TASKS:
1. Answer these questions from the thread below about the gearman_server_list option:
(a) According to the manual excerpt, what purpose do the servers listed in gearman_server_list serve?
(b) How does nook24 answer the question of whether round robin balancing can be configured?
(c) Roughly how many service checks does fmgdias say the planned installation has?
2. Write what comes next in the thread on the gearman_server_list option, picking up right after its final sentence.

═════ SOURCE

The option gearman_server_list, Not Working !

fmgdias commented 5 years ago

Correct me if I'm wrong, but the option "gearman_server_list" is not implemented ?! In the manual we have the information that it is used as failover. Is it possible that the configuration is through round robin balancing too? It would be interesting to have these three functions:

failover, gearman_server_list = (active/passive) duplicate, gearman_dup_server_list = (fan-out, send to all) round-robin, gearman_balance_server_list = (randon)

Source: https://statusengine.org/broker/#broker-options

gearman_server_list: 
A list of Gearman-Job-Servers separated by comma as failover servers.
gearman_server_list=127.0.0.1:4730,192.168.10.5:4730

gearman_dup_server_list: 
A list of Gearman-Job-Servers separated by comma. 
All records will be pushed to all servers. 
gearman_dup_server_list=127.0.0.1:4730,192.168.10.5:4730

nook24 commented 5 years ago

Hi @fmgdias, looks like the code, which process the arguments is just missing. https://github.com/statusengine/module/blob/ba0fafd95ac802d002af21237bead6548feced36/src/statusengine.c#L583-L591 I will check this and come back to you.

Is it possible that the configuration is through round robin balancing too?

At the moment no. Did you run in any performance issues?

fmgdias commented 5 years ago

I have an extra large demand to install, with approximately 500,000 servicechecks.

So I ran a performance test with the blobslap_client (gearmand benchmark), I ended up dropping the gearmand when the queue hit 1,000,000 jobs, it's strange because after that limit, the server begins to consume memory infinitely, arriving at 40GB in RAM. The performance test showed a limit of 5,000 jobs / s in production (set), and 16,000 jobs / s in consumption (get), increasing the timeout beyond 250mS.

I performed some balancing tests with HAProxy (L4 TCP), and set a 5mS timeout on the client (gearman_client_set_timeout), and it worked fine, because if the client aborted, the next time HAProxy reconnected to another gearmand in another port.

My idea is to dispatch the jobs to 10 gearmands (randomly round robin), and connect all the workers in those 10 gearmands.

For this, I would need to configure the broker with multiple gearmands servers, with the gearman_client_set_timeout option too, similar to what is in the original mod_gearman.

══════════
═════ PROVIDED MATERIAL

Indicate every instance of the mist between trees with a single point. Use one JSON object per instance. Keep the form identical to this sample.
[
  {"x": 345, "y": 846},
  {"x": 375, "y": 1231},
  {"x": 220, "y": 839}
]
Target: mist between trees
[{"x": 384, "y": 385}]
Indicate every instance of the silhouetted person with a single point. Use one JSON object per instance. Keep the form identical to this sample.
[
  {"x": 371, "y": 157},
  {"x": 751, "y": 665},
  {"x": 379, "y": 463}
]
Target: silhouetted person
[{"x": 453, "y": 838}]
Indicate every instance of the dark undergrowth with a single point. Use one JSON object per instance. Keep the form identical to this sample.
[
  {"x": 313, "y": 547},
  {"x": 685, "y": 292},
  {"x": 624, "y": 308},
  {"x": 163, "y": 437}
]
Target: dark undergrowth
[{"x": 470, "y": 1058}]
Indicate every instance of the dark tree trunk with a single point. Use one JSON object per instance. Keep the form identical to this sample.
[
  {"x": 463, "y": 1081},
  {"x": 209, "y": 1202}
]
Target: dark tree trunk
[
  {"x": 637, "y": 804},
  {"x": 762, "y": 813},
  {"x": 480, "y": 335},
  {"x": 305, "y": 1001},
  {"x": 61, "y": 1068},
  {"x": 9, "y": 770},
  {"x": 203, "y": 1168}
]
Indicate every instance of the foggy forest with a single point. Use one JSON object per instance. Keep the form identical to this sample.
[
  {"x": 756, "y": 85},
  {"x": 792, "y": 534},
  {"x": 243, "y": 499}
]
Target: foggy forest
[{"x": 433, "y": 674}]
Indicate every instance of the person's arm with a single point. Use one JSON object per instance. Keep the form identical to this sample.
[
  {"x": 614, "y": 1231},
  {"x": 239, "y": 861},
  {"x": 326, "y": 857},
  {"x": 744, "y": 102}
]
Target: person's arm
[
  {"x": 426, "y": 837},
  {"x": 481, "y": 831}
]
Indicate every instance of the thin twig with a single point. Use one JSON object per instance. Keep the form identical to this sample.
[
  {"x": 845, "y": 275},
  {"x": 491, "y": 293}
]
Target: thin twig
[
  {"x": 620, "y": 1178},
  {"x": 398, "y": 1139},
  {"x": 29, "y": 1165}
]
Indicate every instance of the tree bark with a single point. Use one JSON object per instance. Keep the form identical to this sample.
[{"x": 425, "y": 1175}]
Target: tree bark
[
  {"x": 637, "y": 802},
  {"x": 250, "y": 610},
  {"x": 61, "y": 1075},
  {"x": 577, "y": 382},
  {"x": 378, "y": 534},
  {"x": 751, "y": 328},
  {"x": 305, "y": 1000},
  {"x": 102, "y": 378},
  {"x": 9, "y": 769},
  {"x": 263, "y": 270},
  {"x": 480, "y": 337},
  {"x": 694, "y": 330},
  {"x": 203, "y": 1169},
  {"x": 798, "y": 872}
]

══════════

IN RESPONSE:
1.
(a) They are Gearman-Job-Servers, separated by commas, that act as failover servers.
(b) "At the moment no."
(c) Approximately 500,000.

2.
# Client
cd /tmp/gearmand-1.1.18/benchmark/ ;
/usr/bin/time ./blobslap_client -b -m 1024 -M 1024 -c 10 -n 100000 &
/usr/bin/time ./blobslap_client -b -m 1024 -M 1024 -c 10 -n 100000 &
/usr/bin/time ./blobslap_client -b -m 1024 -M 1024 -c 10 -n 100000 &
# Worker
gearman -w -f gb > /dev/null 2> /dev/null ;

nook24 commented 5 years ago

500k service checks - sounds like a serious project.

The performance test showed a limit of 5,000 jobs / s in production (set), and 16,000 jobs / s in consumption (get), increasing the timeout beyond 250mS.

We run similar tests and measured how long it took Statusengine Worker to store 1,000,000 records into the database. We also noticed some performance issues with gearmand (to long read/get times). We decided to use bulk messages in the queue. At the moment the bulk feature is still in a development branch - basically because I don't have much time to test it. I think you should definitely go with the Bulk-Messages Broker Version. The Statusengine Worker is able to consume bulk messages, so you just need to swap out the Broker Module.

I would also recommend to split up your system into a multi node cluster. Some like 3 or 5 systems each running a Nagios/Naemon Core, Gearman-Job-Server, Statusengine Worker and a CrateDB database. I guess otherwise you will struggle around with memory leak issues, slow restart performance of Naemon core and so on... What are your thoughts on this?

I performed some balancing tests with HAProxy (L4 TCP), and set a 5mS timeout on the client (gearman_client_set_timeout), and it worked fine, because if the client aborted, the next time HAProxy reconnected to another gearmand in another port.

If you could use HAProxy for load balancing across multiple gearman servers, does the broker than still need a round robin feature? Or just the gearman_client_set_timeout?

I will fix the gearman_server_list issue and check how hard it will be to add a random round robin mode as well.

Nice to know: We are also working on a new broker module, which will use RabbitMQ. https://github.com/statusengine/broker Unfortunately it is not ready for production yet, but may be also interesting for you.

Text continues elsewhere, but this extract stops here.